### STATED TASK
Transcribe every one of the records below verbatim, omitting the pictures from your answer.

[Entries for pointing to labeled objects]
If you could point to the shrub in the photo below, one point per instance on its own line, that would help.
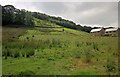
(110, 65)
(88, 54)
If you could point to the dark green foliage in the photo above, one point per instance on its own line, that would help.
(11, 15)
(110, 66)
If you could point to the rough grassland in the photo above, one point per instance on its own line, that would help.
(68, 52)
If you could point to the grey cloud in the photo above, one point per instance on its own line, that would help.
(91, 13)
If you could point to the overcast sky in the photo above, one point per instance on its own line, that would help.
(84, 13)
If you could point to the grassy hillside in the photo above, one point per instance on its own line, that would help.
(57, 51)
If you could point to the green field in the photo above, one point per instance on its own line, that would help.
(57, 51)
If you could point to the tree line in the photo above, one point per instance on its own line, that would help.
(13, 16)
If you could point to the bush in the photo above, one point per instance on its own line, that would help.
(88, 54)
(110, 65)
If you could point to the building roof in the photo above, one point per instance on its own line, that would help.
(96, 30)
(112, 29)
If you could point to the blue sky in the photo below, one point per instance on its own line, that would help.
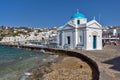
(50, 13)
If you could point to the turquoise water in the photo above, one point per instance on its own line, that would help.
(15, 61)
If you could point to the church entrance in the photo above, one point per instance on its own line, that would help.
(94, 42)
(68, 39)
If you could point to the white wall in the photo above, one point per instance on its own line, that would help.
(89, 44)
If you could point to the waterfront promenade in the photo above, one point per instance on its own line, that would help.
(108, 61)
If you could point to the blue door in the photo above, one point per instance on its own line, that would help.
(94, 42)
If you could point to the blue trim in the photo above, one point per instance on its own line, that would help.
(78, 15)
(94, 42)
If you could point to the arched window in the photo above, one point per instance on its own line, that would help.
(78, 21)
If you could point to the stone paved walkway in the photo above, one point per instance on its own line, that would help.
(108, 61)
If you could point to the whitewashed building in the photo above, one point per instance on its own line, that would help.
(78, 33)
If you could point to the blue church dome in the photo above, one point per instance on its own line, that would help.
(78, 15)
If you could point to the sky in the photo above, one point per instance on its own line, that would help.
(51, 13)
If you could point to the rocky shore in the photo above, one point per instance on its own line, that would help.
(65, 68)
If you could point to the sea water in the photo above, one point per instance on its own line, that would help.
(15, 61)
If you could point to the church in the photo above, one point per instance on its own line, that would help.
(80, 33)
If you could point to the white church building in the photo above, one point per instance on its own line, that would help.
(78, 33)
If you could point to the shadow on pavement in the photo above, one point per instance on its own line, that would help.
(115, 62)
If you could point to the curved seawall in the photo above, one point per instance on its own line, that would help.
(90, 62)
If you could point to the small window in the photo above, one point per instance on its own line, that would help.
(78, 21)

### EXERCISE SOLUTION
If you could point to the shrub in the photo below, one point per instance on its own line, that would help.
(110, 65)
(88, 54)
If you could point to the dark green foliage in the photo above, one point per instance on its own line, that would help.
(11, 15)
(110, 66)
If you could point to the rough grassland in the photo above, one point per instance on its own line, that would help.
(68, 52)
If you could point to the grey cloud in the photo above, one point per instance on its own line, that would help.
(91, 13)
If you could point to the overcast sky in the photo above, one point per instance on its own line, that would help.
(84, 13)
If you could point to the grassy hillside in the photo above, one point per instance on its own line, that would help.
(57, 51)
If you could point to the green field in the photo above, one point per instance on its own line, that would help.
(57, 51)
If you could point to the tree line in the photo above, one point per instance on its own line, that would help.
(13, 16)
If you could point to the bush in the photo above, one point per instance on its own line, that would help.
(88, 54)
(110, 65)
If you could point to the building roof in the photo above, one point per instance on its own line, that would help.
(96, 30)
(112, 29)
If you could point to the blue sky in the photo below, one point per instance on its own line, that would help.
(50, 13)
If you could point to the turquoise water in the photo above, one point per instance on its own line, that would help.
(15, 61)
If you could point to the church entrance in the photo above, one point per instance on its own line, that would help.
(94, 42)
(68, 39)
If you could point to the white wall in the photo above, one point per instance on its own line, that would help.
(89, 44)
If you could point to the waterfront promenade in the photo above, one point per instance on its own line, that would help.
(108, 61)
If you could point to the blue door in the photo above, one point per instance on its own line, that would help.
(94, 42)
If you could point to the blue trim in the photo above, one point per instance on its own line, that would help.
(78, 15)
(94, 42)
If you could point to the arched window in the photo above, one point per instance on its own line, that would help.
(78, 21)
If you could point to the stone paved walkway in the photo above, one point per instance on its own line, that would help.
(108, 61)
If you could point to the whitewashed building in the photo above, one point per instance on its own line, that would help.
(78, 33)
If you could point to the blue church dome in the photo above, one point per instance on its own line, that would help.
(78, 15)
If you could point to the sky in the photo above, one point per instance on its own line, that would help.
(51, 13)
If you could point to the rocky shore in the photo above, one point per instance on its own line, that would help.
(65, 68)
If you could point to the sea water in the photo above, one point per instance on its own line, that would help.
(15, 61)
If you could point to the church in the photo above, one point per instance on its own line, that would help.
(80, 33)
If you could point to the white church building in the photo above, one point per instance on its own line, that would help.
(78, 33)
If you could point to the shadow on pavement in the photo above, one point per instance on its own line, that would help.
(115, 62)
If you could point to the curved seawall in the photo above, one point per instance on its own line, that would help.
(90, 62)
If you could point to the small window in the photo above, one point per instance on its own line, that would help.
(78, 21)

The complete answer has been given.